BEGIN SUPPLIED RECORDS
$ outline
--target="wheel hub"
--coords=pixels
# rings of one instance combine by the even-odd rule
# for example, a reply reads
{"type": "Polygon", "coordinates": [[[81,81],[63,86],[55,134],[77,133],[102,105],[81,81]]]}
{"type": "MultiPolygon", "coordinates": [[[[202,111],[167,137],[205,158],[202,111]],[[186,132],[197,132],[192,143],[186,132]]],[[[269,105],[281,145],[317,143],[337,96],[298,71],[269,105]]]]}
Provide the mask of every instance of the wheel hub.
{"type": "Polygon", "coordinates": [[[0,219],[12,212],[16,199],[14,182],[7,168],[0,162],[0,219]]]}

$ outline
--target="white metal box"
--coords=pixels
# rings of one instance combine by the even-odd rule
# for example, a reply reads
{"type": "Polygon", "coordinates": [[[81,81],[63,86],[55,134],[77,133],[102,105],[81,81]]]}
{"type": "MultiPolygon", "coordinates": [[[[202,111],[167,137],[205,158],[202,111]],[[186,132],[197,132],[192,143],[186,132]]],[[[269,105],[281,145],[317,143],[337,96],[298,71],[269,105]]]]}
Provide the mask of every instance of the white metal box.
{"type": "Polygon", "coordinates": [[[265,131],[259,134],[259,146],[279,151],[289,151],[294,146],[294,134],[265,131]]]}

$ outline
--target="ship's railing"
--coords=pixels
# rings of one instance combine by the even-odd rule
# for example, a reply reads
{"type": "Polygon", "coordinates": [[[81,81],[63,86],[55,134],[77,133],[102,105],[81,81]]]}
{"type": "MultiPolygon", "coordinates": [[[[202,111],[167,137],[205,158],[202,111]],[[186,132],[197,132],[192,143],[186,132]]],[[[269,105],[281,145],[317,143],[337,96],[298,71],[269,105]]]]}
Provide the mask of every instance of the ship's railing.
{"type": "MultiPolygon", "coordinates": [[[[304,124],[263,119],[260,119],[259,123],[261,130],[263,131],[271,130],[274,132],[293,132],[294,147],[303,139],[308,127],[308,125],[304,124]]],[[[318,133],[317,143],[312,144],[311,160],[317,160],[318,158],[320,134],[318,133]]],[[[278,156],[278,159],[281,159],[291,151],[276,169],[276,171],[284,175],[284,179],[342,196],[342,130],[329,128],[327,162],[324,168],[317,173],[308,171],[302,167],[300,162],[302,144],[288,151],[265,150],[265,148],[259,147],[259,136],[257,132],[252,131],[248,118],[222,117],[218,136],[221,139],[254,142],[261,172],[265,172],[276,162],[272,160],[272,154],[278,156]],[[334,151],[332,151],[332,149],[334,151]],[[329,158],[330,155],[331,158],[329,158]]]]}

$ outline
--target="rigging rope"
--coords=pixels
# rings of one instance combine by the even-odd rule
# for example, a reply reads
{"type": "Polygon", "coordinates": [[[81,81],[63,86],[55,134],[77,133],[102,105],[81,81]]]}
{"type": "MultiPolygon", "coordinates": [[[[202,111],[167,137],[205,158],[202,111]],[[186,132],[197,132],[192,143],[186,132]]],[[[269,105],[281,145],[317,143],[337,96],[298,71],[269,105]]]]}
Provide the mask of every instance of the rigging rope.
END SUPPLIED RECORDS
TO BE DONE:
Reproduce each record shown above without altering a single word.

RESPONSE:
$ outline
--target="wheel hub"
--coords=pixels
# rings of one instance combine by the even-odd rule
# for example, a reply reads
{"type": "Polygon", "coordinates": [[[81,81],[63,86],[55,134],[77,133],[102,105],[81,81]]]}
{"type": "MultiPolygon", "coordinates": [[[[202,111],[167,137],[205,158],[202,111]],[[186,132],[197,132],[192,143],[186,132]]],[[[269,105],[281,145],[317,143],[337,96],[298,71],[269,105]]]]}
Provide the mask of every instance of the wheel hub.
{"type": "Polygon", "coordinates": [[[0,219],[12,212],[16,199],[14,182],[7,168],[0,162],[0,219]]]}

$ outline
--target="white metal box"
--coords=pixels
# rings of one instance combine by the even-odd rule
# for example, a reply reads
{"type": "Polygon", "coordinates": [[[81,81],[63,86],[55,134],[77,133],[102,105],[81,81]]]}
{"type": "MultiPolygon", "coordinates": [[[[202,111],[167,137],[205,158],[202,111]],[[186,132],[197,132],[192,143],[186,132]]],[[[269,105],[281,145],[317,143],[337,96],[298,71],[269,105]]]]}
Provide the mask of every instance of the white metal box.
{"type": "Polygon", "coordinates": [[[265,131],[259,134],[259,146],[279,151],[289,151],[294,146],[294,134],[265,131]]]}

$ outline
--target="ship's railing"
--coords=pixels
# rings of one instance combine by the even-odd rule
# for example, a reply reads
{"type": "Polygon", "coordinates": [[[81,81],[63,86],[55,134],[77,133],[102,105],[81,81]]]}
{"type": "MultiPolygon", "coordinates": [[[[202,111],[167,137],[205,158],[202,111]],[[186,132],[197,132],[192,143],[186,132]]],[[[269,105],[281,145],[317,143],[337,96],[298,71],[269,105]]]]}
Provide the mask of every instance of the ship's railing.
{"type": "MultiPolygon", "coordinates": [[[[304,124],[263,119],[260,119],[259,123],[261,130],[263,131],[271,130],[274,132],[293,132],[294,147],[303,139],[308,127],[308,125],[304,124]]],[[[318,133],[317,143],[312,144],[311,160],[317,160],[318,158],[320,134],[318,133]]],[[[278,156],[278,159],[281,159],[291,151],[276,169],[276,171],[284,175],[284,179],[342,196],[342,130],[329,128],[327,162],[324,168],[317,173],[308,171],[302,167],[300,162],[302,144],[288,151],[265,150],[265,148],[259,147],[259,136],[257,132],[252,131],[248,118],[222,117],[218,136],[221,139],[254,142],[261,172],[265,172],[276,162],[272,160],[272,154],[278,156]],[[334,151],[332,151],[332,149],[334,151]],[[329,158],[330,155],[331,158],[329,158]]]]}

$ outline
--target="rigging rope"
--coords=pixels
# rings of one instance combine by the even-odd rule
# for example, a reply reads
{"type": "Polygon", "coordinates": [[[81,81],[63,86],[55,134],[77,133],[102,105],[81,81]]]}
{"type": "MultiPolygon", "coordinates": [[[[202,111],[167,137],[205,158],[202,111]],[[186,132],[197,132],[192,143],[186,132]]],[[[269,105],[281,145],[317,143],[337,96],[298,71],[269,105]]]]}
Provide the mask of every instance of the rigging rope.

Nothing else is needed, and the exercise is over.